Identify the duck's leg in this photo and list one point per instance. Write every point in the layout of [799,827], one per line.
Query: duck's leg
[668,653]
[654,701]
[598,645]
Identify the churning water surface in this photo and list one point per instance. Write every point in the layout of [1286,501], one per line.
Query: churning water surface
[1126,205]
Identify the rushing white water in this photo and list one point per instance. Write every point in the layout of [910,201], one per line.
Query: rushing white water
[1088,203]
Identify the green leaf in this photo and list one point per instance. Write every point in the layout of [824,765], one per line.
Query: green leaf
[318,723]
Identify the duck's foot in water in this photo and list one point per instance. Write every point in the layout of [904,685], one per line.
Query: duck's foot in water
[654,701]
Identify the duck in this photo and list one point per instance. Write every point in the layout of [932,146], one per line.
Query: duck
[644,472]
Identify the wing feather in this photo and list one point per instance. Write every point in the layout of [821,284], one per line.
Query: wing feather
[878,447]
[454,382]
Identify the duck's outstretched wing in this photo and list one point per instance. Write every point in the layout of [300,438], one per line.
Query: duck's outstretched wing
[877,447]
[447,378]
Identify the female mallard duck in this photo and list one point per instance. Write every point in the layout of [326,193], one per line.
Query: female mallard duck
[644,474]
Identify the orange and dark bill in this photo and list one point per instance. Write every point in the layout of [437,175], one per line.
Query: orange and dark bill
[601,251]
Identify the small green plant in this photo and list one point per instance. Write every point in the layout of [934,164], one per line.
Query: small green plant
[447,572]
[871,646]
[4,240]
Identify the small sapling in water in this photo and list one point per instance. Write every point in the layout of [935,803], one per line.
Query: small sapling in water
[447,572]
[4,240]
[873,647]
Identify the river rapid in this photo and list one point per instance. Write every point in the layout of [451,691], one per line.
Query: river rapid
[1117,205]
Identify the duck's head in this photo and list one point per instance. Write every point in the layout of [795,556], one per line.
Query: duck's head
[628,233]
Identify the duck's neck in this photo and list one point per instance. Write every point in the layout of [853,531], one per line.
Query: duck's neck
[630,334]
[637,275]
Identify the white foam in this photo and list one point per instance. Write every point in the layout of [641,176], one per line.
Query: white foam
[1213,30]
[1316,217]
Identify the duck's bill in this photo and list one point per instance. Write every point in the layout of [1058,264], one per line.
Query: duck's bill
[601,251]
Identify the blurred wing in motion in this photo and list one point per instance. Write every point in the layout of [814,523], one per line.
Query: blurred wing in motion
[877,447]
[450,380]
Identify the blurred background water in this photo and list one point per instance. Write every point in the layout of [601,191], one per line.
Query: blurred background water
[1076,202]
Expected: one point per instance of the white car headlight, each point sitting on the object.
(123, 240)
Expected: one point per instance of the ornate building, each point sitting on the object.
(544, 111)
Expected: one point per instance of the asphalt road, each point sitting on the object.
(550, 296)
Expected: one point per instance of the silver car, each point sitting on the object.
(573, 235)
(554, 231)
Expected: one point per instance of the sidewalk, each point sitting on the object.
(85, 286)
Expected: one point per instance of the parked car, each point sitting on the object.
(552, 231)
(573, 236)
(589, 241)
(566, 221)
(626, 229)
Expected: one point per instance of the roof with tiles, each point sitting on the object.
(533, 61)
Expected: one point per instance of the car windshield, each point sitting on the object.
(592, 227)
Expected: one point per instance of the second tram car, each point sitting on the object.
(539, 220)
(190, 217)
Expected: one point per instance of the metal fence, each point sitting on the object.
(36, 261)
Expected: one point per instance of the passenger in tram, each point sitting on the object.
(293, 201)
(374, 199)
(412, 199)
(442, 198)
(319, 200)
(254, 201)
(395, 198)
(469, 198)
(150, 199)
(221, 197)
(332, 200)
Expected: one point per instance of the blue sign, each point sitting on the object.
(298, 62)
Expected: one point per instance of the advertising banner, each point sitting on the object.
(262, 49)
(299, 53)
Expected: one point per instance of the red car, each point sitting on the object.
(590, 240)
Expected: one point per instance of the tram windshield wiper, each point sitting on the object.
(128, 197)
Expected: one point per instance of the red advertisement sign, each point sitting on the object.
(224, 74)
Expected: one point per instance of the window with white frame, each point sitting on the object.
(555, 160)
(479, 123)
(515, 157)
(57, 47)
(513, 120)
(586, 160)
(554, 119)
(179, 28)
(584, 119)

## Short task
Return every line of the listing above verbatim, from the first line to the last, with nothing added or left out.

## Task output
Identify the duck's leg in this photo and list one point per instance. Write every point in the layout of [799,827], one per line.
Query: duck's leg
[668,653]
[654,701]
[598,645]
Identify the churning water surface in this photo and list one point per instance. Write every point in the layout of [1286,501], one per line.
Query: churning water surface
[1126,205]
Identify the rushing white water in this photo and list one point per instance. Write every point in the layout of [910,201], one per line.
Query: rushing white water
[1088,203]
Identify the green leaf in this photo and list one point per instance. Write every point in the layout of [824,765], one per line.
Query: green leaf
[318,723]
Identify the duck's foot in water in this photo and list one point per instance. Write every point in the layout of [904,685], one per line.
Query: duck's foot in water
[654,701]
Identify the duck in this photo and list one point per instance. Write every point in the layout of [932,146], one per line.
Query: duck
[644,472]
Identify the wing feather in this photo and list one point per instance. Write every point in the layout of [821,284], one per line.
Query: wing feather
[878,447]
[454,382]
Identify the duck's outstretched wing in this photo and list one point per instance. Write every point in the layout of [300,438], one per line.
Query: duck's outstretched wing
[877,447]
[447,378]
Identify the female mallard duck in this photo and list one point per instance. Write every point in the layout of [326,193], one per line.
Query: female mallard duck
[644,474]
Identify the orange and dark bill in this photo and list one point per instance. Write every point in the layout of [437,175], one per line.
Query: orange and dark bill
[601,251]
Identify the small green plant in this photo and list one point per instance. Write every point in the layout of [934,164], one per line.
Query: small green plant
[447,572]
[871,646]
[4,240]
Identify the small sapling in water in this photo and list one point per instance. Write every point in the layout of [935,803], one per line.
Query: small sapling in water
[447,572]
[4,240]
[873,647]
Identify the river rapid in this photo and list one point per instance. Write every point in the layout of [451,691], one per line.
Query: river rapid
[1117,205]
Identify the duck's head in this photo and list one point per instance. Write every point in the layout of [795,556], one per line.
Query: duck's head
[628,233]
Identify the duck's neck in this photo and list one point per instance. Write every point in the layout of [853,531], one per line.
Query: duck's neck
[630,334]
[637,275]
Identify the white foam in this photo and list one point per instance. Write every point in the layout of [641,176], one per line.
Query: white foam
[1213,30]
[1316,217]
Identify the duck's bill in this photo and list one point per instance. Write every point in the layout of [1058,264], one per line.
Query: duck's bill
[601,251]
Identify the blurred wing in motion in this photo and list one point per instance. Write every point in the layout of [814,523], one per line.
Query: blurred wing in motion
[877,447]
[450,380]
Identify the blurred background water in this photo and list one point per instance. Write every point in the layout of [601,191], one per line.
Query: blurred background water
[1076,202]
Expected: one point per instance of the white car headlight, each point sitting on the object.
(123, 240)
Expected: one point per instance of the ornate building, each point sitting on the object.
(544, 111)
Expected: one point per instance of the asphalt road, each point sitting on the object.
(550, 296)
Expected: one point per instance of the silver car, each point sitting on the object.
(573, 235)
(554, 231)
Expected: one point per instance of the sidewalk, each point sitting on the object.
(85, 286)
Expected: one point per instance of the parked car, each point sitting on the object.
(552, 231)
(573, 236)
(589, 241)
(566, 221)
(626, 229)
Expected: one point per instance of the roof with tiles, each point sitting on the object.
(533, 61)
Expected: one point per instance of the car windshield, each point sitting on the object.
(592, 227)
Expected: one point per instance of the second tram car, each point sitting on the object.
(539, 220)
(190, 217)
Expected: one point per instance of the metal fence, each point sitting on the object.
(36, 261)
Expected: one point per instance of the passenger in tram, each point sitting on the object.
(293, 201)
(374, 199)
(412, 199)
(442, 198)
(319, 200)
(254, 201)
(395, 198)
(469, 198)
(150, 199)
(221, 197)
(332, 200)
Expected: one point per instance of the blue sign, each point sitting on the object.
(298, 62)
Expected: one point per instance of the advertising banner, each point sitting on the object.
(262, 49)
(299, 53)
Expected: one point per instance of the red car, each point sitting on the object.
(590, 240)
Expected: one point per instance of the tram windshield wiper, each point sitting on the object.
(128, 197)
Expected: one point per instance of the red advertisement sign, each point sitting on the object.
(224, 74)
Expected: one point per instance of the window with white frame, each point sitting on the object.
(555, 160)
(479, 123)
(515, 157)
(57, 47)
(513, 120)
(586, 160)
(554, 119)
(179, 28)
(584, 119)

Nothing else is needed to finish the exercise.